— Start —

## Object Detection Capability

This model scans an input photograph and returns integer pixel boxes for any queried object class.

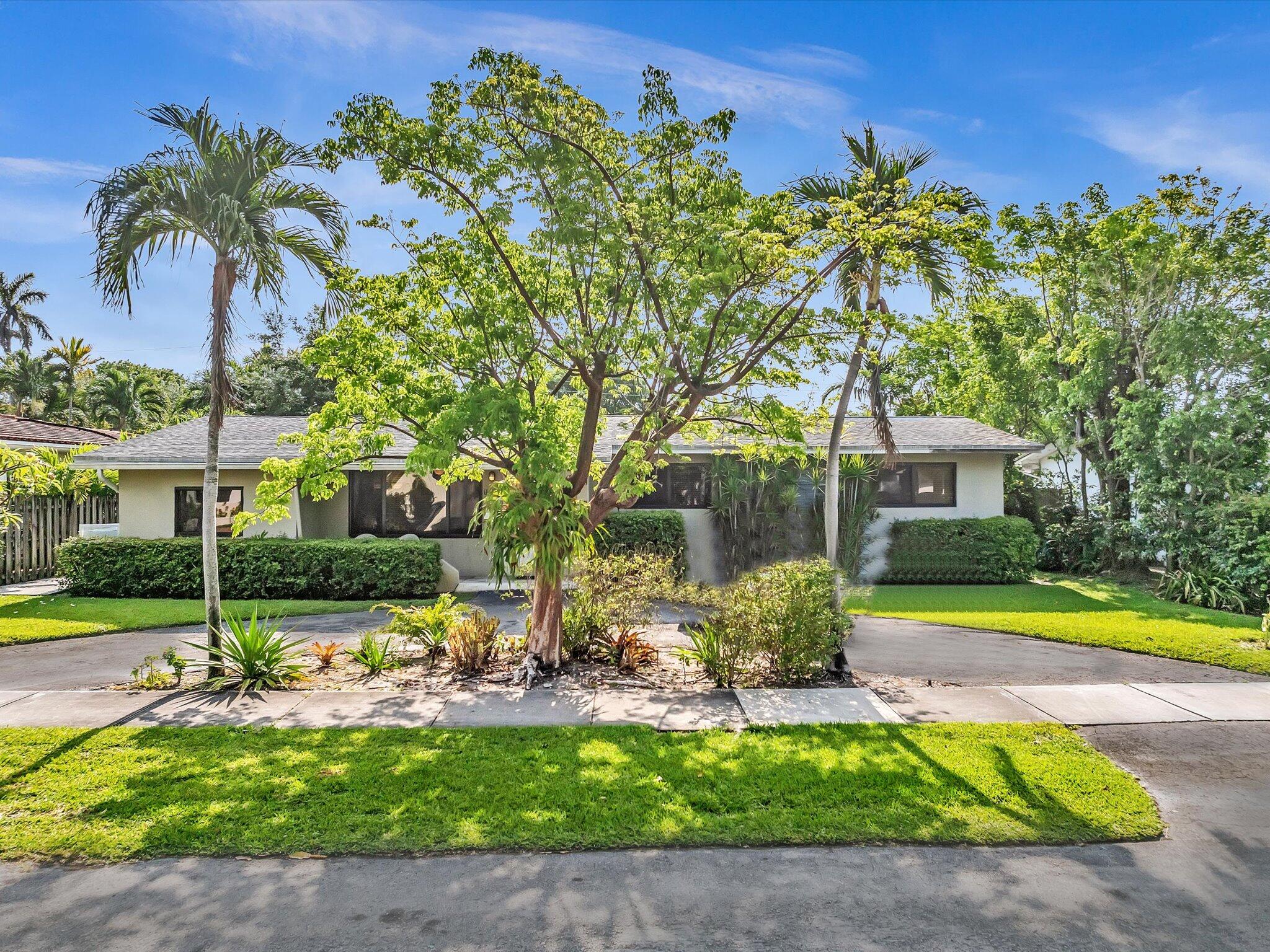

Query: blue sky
[0,0,1270,372]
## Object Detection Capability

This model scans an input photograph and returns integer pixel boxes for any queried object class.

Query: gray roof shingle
[76,416,1040,470]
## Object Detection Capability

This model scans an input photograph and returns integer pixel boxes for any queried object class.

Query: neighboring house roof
[75,416,1040,470]
[0,414,120,449]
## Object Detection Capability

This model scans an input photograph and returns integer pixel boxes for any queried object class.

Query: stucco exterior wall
[120,470,304,538]
[864,452,1006,580]
[120,452,1005,584]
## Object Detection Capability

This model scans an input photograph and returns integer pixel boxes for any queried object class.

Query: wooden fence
[0,493,120,585]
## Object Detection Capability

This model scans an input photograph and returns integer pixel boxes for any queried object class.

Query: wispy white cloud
[0,194,87,245]
[1077,91,1270,190]
[742,43,869,76]
[899,109,984,134]
[197,0,858,128]
[0,155,105,182]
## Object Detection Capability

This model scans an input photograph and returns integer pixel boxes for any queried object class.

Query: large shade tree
[87,102,347,676]
[793,126,995,597]
[244,50,863,666]
[0,271,51,354]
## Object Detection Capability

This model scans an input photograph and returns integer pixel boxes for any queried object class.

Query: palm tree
[87,367,167,431]
[0,350,57,416]
[87,100,348,677]
[0,271,52,354]
[48,338,102,423]
[793,125,985,598]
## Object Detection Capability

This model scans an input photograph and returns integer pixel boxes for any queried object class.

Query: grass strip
[847,576,1270,674]
[0,723,1162,861]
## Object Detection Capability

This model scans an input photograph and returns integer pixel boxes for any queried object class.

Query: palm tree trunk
[203,258,236,678]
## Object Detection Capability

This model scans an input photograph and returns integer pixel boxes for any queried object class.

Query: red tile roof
[0,414,120,447]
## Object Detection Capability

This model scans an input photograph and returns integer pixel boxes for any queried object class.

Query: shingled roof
[76,416,1040,470]
[0,414,120,447]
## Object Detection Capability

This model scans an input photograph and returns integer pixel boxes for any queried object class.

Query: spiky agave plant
[184,609,305,694]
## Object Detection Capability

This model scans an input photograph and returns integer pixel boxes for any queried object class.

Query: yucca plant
[1156,569,1247,613]
[344,631,401,677]
[184,609,303,694]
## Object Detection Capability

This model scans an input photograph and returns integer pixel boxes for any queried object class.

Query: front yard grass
[0,596,391,645]
[0,723,1162,861]
[847,575,1270,674]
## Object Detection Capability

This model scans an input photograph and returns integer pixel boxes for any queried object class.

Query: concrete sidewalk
[0,683,1270,730]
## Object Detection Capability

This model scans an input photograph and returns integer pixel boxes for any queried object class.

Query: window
[177,486,242,536]
[348,470,482,538]
[635,464,710,509]
[877,464,956,508]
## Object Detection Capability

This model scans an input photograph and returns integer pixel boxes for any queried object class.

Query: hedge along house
[75,416,1039,581]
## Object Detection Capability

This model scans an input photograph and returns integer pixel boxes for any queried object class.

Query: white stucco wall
[864,452,1006,580]
[120,470,302,538]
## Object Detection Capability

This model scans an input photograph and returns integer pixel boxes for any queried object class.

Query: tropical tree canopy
[0,271,52,354]
[244,50,845,664]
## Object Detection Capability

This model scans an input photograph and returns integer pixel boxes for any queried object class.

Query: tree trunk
[525,573,564,669]
[203,258,238,678]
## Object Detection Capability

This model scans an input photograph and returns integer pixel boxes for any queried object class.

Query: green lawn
[0,596,391,645]
[847,576,1270,674]
[0,723,1162,861]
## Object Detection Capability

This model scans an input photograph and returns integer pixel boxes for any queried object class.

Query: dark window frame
[633,462,714,509]
[876,462,957,509]
[171,486,246,538]
[348,470,485,538]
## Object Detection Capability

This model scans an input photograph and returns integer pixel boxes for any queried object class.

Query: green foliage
[596,509,688,579]
[882,515,1037,583]
[1156,569,1247,612]
[57,538,441,599]
[674,618,750,688]
[184,610,305,694]
[446,608,499,674]
[344,631,401,678]
[710,447,814,579]
[562,550,682,664]
[715,558,847,683]
[375,591,464,658]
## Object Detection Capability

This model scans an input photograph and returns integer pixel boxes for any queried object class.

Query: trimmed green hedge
[881,515,1037,584]
[57,538,441,599]
[596,509,688,578]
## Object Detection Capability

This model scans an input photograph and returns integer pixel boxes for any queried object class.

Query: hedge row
[57,538,441,599]
[881,515,1037,583]
[596,509,688,578]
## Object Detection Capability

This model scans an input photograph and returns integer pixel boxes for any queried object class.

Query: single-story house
[76,416,1040,581]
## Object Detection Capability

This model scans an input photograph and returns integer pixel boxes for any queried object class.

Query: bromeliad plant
[184,609,305,694]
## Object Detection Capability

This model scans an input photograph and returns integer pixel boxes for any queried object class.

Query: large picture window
[877,464,956,509]
[348,470,481,538]
[635,464,710,509]
[175,486,242,536]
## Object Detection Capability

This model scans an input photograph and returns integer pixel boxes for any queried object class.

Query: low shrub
[1156,569,1247,613]
[561,550,677,669]
[594,509,688,579]
[881,515,1037,584]
[674,618,750,688]
[1180,495,1270,612]
[375,591,464,658]
[716,558,843,682]
[57,538,441,599]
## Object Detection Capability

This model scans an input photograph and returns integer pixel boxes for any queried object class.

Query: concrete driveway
[0,723,1270,952]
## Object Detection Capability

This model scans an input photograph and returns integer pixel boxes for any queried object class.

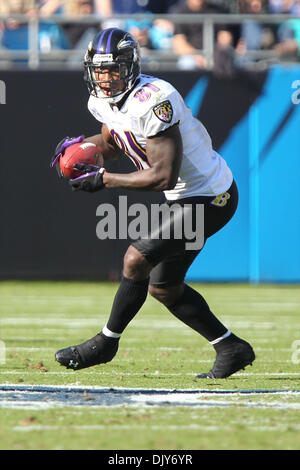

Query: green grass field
[0,282,300,450]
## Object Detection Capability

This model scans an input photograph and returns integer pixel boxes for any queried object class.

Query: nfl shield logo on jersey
[153,100,173,122]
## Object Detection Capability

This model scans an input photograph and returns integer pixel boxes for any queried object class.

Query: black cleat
[196,334,255,379]
[55,332,119,370]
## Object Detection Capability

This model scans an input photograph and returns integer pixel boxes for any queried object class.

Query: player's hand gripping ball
[59,142,103,179]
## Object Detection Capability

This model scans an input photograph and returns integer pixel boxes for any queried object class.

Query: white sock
[102,325,121,338]
[210,330,231,344]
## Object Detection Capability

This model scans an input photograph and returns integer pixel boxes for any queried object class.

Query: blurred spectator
[0,0,68,55]
[125,15,152,60]
[39,0,63,17]
[95,0,180,15]
[62,0,100,50]
[236,0,276,60]
[274,1,300,61]
[149,18,175,51]
[268,0,299,15]
[171,0,234,72]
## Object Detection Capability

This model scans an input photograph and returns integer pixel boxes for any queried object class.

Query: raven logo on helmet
[84,28,141,104]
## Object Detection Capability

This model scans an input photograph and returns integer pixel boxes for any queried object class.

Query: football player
[51,28,255,379]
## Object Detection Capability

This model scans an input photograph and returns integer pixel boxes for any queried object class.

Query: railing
[0,14,300,70]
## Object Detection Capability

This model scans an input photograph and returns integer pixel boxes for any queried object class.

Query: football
[59,142,103,179]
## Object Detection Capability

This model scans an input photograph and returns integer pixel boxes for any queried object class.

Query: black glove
[50,135,85,178]
[69,163,105,193]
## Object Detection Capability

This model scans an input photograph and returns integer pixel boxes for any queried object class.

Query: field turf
[0,282,300,450]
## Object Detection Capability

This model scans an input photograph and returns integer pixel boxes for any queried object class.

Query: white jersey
[88,75,233,200]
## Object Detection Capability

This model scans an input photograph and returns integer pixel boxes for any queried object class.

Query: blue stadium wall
[0,66,300,283]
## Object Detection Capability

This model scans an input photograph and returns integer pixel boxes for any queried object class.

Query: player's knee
[123,246,151,279]
[149,284,184,307]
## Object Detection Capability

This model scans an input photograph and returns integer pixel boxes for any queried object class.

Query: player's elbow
[165,176,178,191]
[160,175,178,191]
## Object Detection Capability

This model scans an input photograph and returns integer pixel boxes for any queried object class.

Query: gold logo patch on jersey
[153,100,173,122]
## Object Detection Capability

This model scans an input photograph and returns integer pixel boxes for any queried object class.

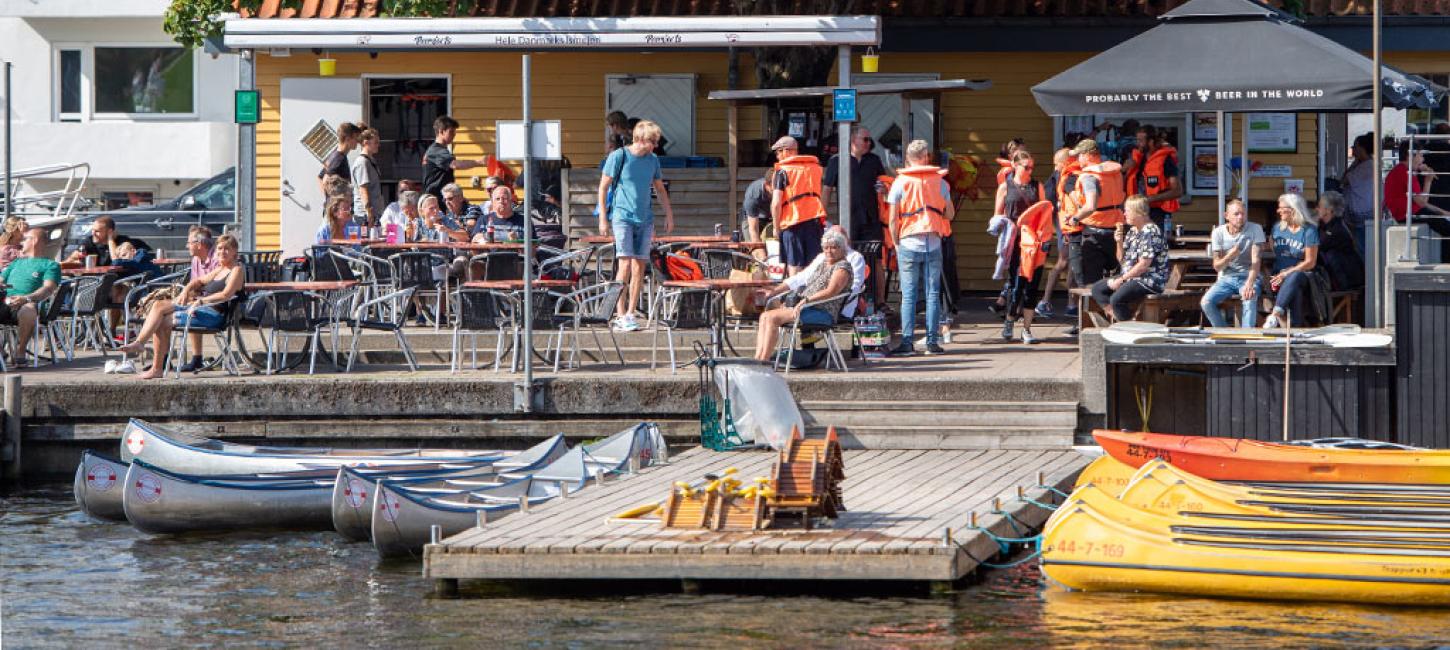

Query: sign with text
[494,119,564,160]
[831,89,856,122]
[232,90,262,125]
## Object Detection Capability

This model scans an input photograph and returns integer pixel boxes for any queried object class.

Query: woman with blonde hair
[120,233,243,379]
[1264,193,1320,329]
[0,216,30,268]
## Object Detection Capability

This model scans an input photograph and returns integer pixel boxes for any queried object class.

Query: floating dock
[423,448,1090,592]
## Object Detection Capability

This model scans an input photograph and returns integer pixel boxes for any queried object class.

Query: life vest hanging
[776,155,825,231]
[1057,160,1083,235]
[1072,161,1128,228]
[1016,200,1057,281]
[896,165,951,238]
[1143,147,1179,213]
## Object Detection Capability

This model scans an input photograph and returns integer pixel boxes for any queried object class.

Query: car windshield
[187,174,236,210]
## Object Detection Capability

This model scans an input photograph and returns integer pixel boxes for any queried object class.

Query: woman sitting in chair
[755,229,851,361]
[120,235,247,379]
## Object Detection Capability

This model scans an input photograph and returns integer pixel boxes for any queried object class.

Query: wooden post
[0,374,20,480]
[725,102,740,231]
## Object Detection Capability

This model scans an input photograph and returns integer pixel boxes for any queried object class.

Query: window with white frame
[55,45,196,122]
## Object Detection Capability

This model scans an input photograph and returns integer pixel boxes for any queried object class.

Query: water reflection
[0,489,1450,649]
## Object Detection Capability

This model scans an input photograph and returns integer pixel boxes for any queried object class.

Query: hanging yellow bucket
[861,48,882,73]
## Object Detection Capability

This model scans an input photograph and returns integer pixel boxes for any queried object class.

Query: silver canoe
[74,450,131,521]
[332,434,567,541]
[373,477,558,557]
[122,460,332,532]
[373,422,668,557]
[120,419,510,476]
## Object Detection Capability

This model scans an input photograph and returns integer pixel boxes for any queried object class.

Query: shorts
[800,308,835,328]
[171,305,222,329]
[780,219,825,267]
[609,219,654,260]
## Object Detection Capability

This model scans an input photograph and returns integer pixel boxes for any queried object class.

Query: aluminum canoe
[120,419,510,476]
[74,450,131,521]
[332,434,567,541]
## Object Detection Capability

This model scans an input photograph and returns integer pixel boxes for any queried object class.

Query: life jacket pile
[896,165,951,236]
[1072,161,1128,229]
[776,155,825,229]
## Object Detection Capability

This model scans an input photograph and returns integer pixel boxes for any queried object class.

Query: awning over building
[222,16,882,51]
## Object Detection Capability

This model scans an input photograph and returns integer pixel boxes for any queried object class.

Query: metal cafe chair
[448,287,519,373]
[551,281,625,373]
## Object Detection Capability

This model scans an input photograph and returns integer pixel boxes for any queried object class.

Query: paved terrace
[8,308,1082,467]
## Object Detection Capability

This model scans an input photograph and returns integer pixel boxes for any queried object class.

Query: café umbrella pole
[516,54,534,414]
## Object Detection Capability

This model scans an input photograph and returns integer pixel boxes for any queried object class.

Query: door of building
[851,74,940,165]
[599,74,695,155]
[280,77,363,255]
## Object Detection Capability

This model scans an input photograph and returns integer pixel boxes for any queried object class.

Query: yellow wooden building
[226,3,1450,290]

— End —

Problem details
Display each line in the data above that contains the word "logo", reproducing every such line in full.

Worked solution
Query: nfl shield logo on jersey
Query: raven logo on helmet
Query: gold logo patch on jersey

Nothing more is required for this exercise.